Problem statement
Name every project listed under "Open Source Contributions" in the work page below.

begin Document section

Work


Open Source Contributions

wsjplot

An R package that formats your "ggplot" graphs like the Wall Street Journal.
  • Role: Author
  • Keywords: R, tidyverse, ggplot

geofred

A Python package that wraps the St. Louis FRED API to provide improved location based usage.
  • Role: Author
  • Keywords: Python, pip

jekyll-theme-cadre

A responsive, modern, and customizable Jekyll theme for bloggers.
  • Role: Author
  • Keywords: Jekyll, Bootstrap 4, SCSS, Liquid, Gem

Blog

Sparkling Corelation

A blog on data, prediction, and causal inference.
  • Role: Author
  • Keywords: Machine Learning, Econometrics, Statistics

Steve Notes

A blog with "notes to self" for all things technincal.
  • Role: Author
  • Keywords: Web Development, Cloud Services, etc.

Independent Research

Variation in Political News: An NLP Approach

Abstract: By many reports, there has been an increase in skepticism and polarity in news consumption. Since 2016, we have even heard the president of the United States make accusations of traditionally mainstream news sources publishing "fake news". With a goal of classifying news articles by their source, I scraped several thousand political news articles from Fox, Vox, and PBS News. I then trained a bidirectional LSTM netural network to classify the source of the article based on the text. Accuracy was measured by calculating the F1 score, on which the best model scored a 0.946 on the out of sample classification task. To interact with this tool, I developed a web application that implements the trained network. Finally, I considered the social implications of such a tool.

Code: https://github.com/slee981/xyzNews.

Tools and Skills: Python (pandas, selenium, beautifulsoup4, keras, flask), R, LSTM Neural Networks, GloVe word embeddings, Multinomial Inverse Regression for text, webscraping.

Information in Public FOMC Speeches

Abstract: The Federal Reserve System was created by an act of Congress in 1913, and they are tasked with a so called “dual mandate” to 1) promote full employment and 2) ensure price stability. In practice, the most traditional tool that they have to achieve these goals is by setting the interest rate at which large banking institutions can lend to each other overnight. This rate is known as the federal funds rate, and it is decided by the Federal Open Markets Committee (FOMC) in meetings that occur about every six (6) weeks. In between meeting dates, members of the Federal Reserve Board of Governors – a group that is always allowed to vote on the interest rate decision – may give speeches to the public during scheduled events. One might wonder, do these speeches contain information about their upcoming decisions? Performing an analysis using a Latent Dirchelt Alocation (LDA) fit on the cleaned text of speeches, I find evidence to suggest that these speeches do in fact seem to contain information that is useful in predicting future interest rate decisions.

end Document section
begin Listed entries

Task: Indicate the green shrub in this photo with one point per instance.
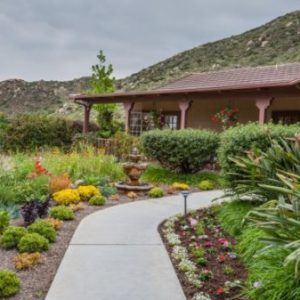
(4, 220)
(206, 185)
(33, 242)
(185, 151)
(156, 192)
(43, 228)
(97, 200)
(27, 132)
(249, 243)
(231, 215)
(9, 283)
(158, 174)
(235, 141)
(259, 170)
(108, 191)
(275, 281)
(62, 212)
(12, 236)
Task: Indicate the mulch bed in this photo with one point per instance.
(37, 280)
(214, 232)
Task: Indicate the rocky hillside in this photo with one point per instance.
(276, 42)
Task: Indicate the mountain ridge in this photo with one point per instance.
(276, 42)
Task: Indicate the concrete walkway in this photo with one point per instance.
(117, 254)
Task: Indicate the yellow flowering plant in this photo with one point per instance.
(67, 196)
(180, 186)
(86, 192)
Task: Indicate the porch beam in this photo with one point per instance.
(128, 106)
(184, 106)
(263, 103)
(86, 121)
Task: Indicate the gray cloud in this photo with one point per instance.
(58, 39)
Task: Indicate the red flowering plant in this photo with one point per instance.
(39, 169)
(221, 258)
(227, 117)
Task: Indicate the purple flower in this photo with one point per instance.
(257, 284)
(232, 255)
(193, 222)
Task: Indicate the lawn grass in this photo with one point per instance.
(158, 174)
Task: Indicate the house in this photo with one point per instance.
(260, 94)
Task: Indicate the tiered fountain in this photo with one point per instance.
(134, 169)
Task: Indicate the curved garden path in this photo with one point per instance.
(117, 253)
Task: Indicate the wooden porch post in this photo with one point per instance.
(86, 122)
(184, 106)
(128, 106)
(262, 104)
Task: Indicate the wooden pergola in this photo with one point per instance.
(262, 80)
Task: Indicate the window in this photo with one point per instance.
(286, 116)
(143, 121)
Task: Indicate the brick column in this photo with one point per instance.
(86, 122)
(262, 104)
(184, 106)
(128, 106)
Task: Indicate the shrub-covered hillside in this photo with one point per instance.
(276, 42)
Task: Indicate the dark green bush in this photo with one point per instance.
(156, 192)
(4, 220)
(206, 185)
(27, 132)
(185, 151)
(43, 228)
(12, 236)
(62, 212)
(33, 242)
(237, 140)
(97, 200)
(232, 214)
(9, 283)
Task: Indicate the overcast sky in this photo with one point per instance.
(59, 39)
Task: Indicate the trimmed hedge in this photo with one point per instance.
(235, 141)
(185, 151)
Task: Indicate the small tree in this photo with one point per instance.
(102, 82)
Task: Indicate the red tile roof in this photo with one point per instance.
(281, 75)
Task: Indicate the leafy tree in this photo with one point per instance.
(102, 82)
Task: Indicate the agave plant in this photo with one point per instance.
(258, 170)
(281, 222)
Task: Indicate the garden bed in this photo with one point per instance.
(208, 253)
(37, 280)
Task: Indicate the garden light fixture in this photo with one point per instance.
(185, 195)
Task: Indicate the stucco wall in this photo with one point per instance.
(204, 106)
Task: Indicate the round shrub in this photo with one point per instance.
(66, 197)
(12, 236)
(185, 150)
(235, 141)
(62, 213)
(156, 192)
(27, 260)
(97, 200)
(86, 192)
(206, 185)
(9, 284)
(4, 220)
(33, 242)
(180, 186)
(43, 228)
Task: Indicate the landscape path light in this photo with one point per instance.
(185, 194)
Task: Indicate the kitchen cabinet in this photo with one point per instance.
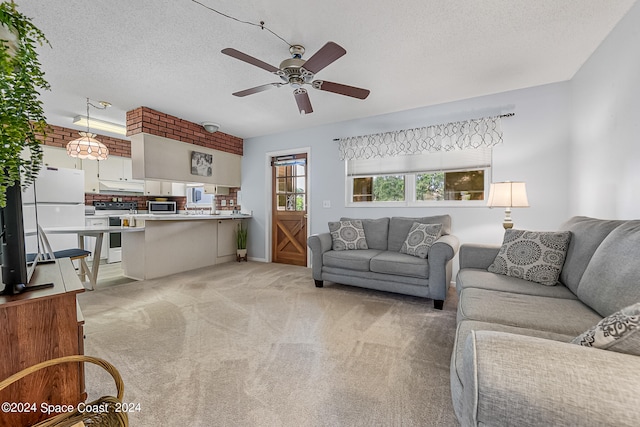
(165, 188)
(115, 168)
(58, 158)
(89, 242)
(217, 190)
(91, 176)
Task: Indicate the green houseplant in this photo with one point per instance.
(241, 241)
(22, 121)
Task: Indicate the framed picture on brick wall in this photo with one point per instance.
(201, 163)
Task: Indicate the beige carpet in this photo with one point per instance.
(255, 344)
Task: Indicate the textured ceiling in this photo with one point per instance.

end Listed entries

Correct answer
wsjplot, geofred, jekyll-theme-cadre